Rewrite the lines below, changing every "innermost" to "most central" and leaving everything else untouched.

## Start Supplied entries

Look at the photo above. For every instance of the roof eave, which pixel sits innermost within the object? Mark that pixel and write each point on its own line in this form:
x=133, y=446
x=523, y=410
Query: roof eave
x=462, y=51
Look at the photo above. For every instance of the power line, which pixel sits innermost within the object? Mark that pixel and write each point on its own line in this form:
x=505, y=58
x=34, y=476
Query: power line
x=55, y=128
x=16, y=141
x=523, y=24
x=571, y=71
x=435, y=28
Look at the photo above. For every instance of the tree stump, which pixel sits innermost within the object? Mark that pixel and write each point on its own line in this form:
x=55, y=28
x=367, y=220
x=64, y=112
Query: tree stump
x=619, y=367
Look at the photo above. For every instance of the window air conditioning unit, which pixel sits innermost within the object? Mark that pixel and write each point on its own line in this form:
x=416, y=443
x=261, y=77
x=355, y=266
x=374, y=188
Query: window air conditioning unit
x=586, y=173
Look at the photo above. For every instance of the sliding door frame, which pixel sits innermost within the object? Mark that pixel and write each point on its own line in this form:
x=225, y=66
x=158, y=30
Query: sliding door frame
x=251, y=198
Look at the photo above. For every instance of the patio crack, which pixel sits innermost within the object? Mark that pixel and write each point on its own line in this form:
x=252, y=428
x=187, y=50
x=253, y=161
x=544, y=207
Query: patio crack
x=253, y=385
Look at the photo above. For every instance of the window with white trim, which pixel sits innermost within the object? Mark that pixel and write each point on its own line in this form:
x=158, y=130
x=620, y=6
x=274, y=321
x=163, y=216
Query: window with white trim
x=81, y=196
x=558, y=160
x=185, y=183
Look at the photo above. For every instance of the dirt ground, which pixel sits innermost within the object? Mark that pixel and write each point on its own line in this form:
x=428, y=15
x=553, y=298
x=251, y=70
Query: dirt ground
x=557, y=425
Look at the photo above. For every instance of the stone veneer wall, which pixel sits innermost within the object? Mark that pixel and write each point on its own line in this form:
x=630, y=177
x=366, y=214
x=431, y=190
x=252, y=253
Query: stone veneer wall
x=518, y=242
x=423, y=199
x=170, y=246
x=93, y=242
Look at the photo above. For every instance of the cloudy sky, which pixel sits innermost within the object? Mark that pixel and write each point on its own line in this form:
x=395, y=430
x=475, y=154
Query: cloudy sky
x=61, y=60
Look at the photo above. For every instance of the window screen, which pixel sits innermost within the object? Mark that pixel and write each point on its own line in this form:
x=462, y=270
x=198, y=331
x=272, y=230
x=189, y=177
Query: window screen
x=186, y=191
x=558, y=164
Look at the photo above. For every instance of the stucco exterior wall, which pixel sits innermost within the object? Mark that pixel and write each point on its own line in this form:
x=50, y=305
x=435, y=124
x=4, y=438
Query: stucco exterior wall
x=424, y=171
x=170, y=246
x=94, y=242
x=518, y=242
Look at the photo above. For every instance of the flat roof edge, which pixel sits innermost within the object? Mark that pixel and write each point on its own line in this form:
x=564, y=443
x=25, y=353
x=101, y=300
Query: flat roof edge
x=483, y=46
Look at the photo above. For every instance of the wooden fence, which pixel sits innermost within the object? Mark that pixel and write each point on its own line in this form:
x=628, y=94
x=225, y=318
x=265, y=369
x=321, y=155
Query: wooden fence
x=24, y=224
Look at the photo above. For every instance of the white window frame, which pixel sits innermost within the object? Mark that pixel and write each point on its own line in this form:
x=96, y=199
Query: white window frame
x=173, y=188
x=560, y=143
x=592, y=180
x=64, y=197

## End Supplied entries

Reply to the exercise —
Look at the photo above. For every instance of the roof eave, which pixel sits most central within the object? Mark that pixel and write each point on its own line in this form:
x=133, y=446
x=523, y=410
Query: roof eave
x=462, y=51
Look at the photo above. For every instance of the power line, which pixel sits most central within the object? Mark that pixel and write each point on its own line in this form:
x=505, y=58
x=34, y=476
Query: power line
x=55, y=128
x=16, y=141
x=523, y=24
x=571, y=71
x=435, y=28
Look at the photo above. For every instance of the tree stump, which pixel sits most central within the object? Mark that pixel and write each point on its own line in this form:
x=55, y=28
x=367, y=220
x=64, y=112
Query: tree stump
x=619, y=367
Look at the photo above. For every instance of the window air conditioning unit, which pixel sits most central within the object? Mark that pixel and write each point on its own line in this form:
x=416, y=443
x=261, y=77
x=355, y=266
x=374, y=188
Query: window air conditioning unit
x=586, y=173
Look at the photo above. For every instance of the sliding door frame, which pixel sits most central within the object? Mark that pixel and write each point on its own line in this form:
x=225, y=66
x=158, y=30
Query: sliding door frame
x=251, y=198
Look at the photo above. For every instance of the patio crack, which pixel sits most central within the object? Mark that pixel and write each point on its own line in this form:
x=252, y=428
x=187, y=50
x=253, y=161
x=544, y=207
Query: patio crack
x=253, y=385
Look at the photo above. For every instance of the window with white trim, which pixel sits most central within the object? Mark that pixel and write each point on its own line in this form:
x=158, y=130
x=620, y=6
x=274, y=321
x=163, y=216
Query: window with white trim
x=81, y=196
x=558, y=160
x=185, y=183
Look at the photo above. For every instance of the dirt ground, which pixel sits most central within the object? Mark that pixel and write each point on its own line in this form:
x=428, y=15
x=553, y=298
x=251, y=70
Query: dirt ground
x=557, y=425
Look at the photo above. For every instance of the stone veneer wall, which pixel sits most central within the object? Mark that pixel and write each point on its own line in this form:
x=630, y=177
x=366, y=214
x=431, y=190
x=252, y=253
Query: stone veneer wall
x=518, y=242
x=423, y=199
x=170, y=246
x=93, y=242
Look at the photo above. For every instance of the cloudy sky, which pixel sits most central within the object? Mark that pixel and write each point on its own line in this form:
x=395, y=430
x=475, y=154
Query: cloudy sky
x=61, y=60
Look at the photo above. For every instance of the window screen, which pixel sits most central within the object? Mark that pixel and write each point on its own line in this form:
x=462, y=270
x=198, y=331
x=272, y=230
x=189, y=177
Query: window screen
x=186, y=191
x=558, y=164
Look at the photo above. For every instance of the stucco exterior wall, which pixel sits most central within the object? Mark that pixel and write each point on its own line in this form:
x=50, y=305
x=435, y=124
x=4, y=438
Query: stucco exterior wall
x=424, y=171
x=170, y=246
x=94, y=242
x=518, y=242
Look at the photo above. For every instance of the flat roof edge, which pixel sits most central within the object? Mark that pixel and write each point on its own line in this form:
x=564, y=443
x=25, y=353
x=101, y=300
Query: flat roof edge
x=483, y=46
Look at the photo above. For every instance of the wooden fence, which pixel sits most central within the object? Mark that pixel and write each point on its own line in this form:
x=628, y=94
x=225, y=318
x=265, y=369
x=321, y=155
Query: wooden fence
x=24, y=224
Look at the photo above. For every instance of the white window frame, which pixel sits most central within the object? Mark that pixel and write each point on its own line in this form:
x=96, y=199
Query: white window frame
x=173, y=188
x=560, y=143
x=592, y=180
x=64, y=197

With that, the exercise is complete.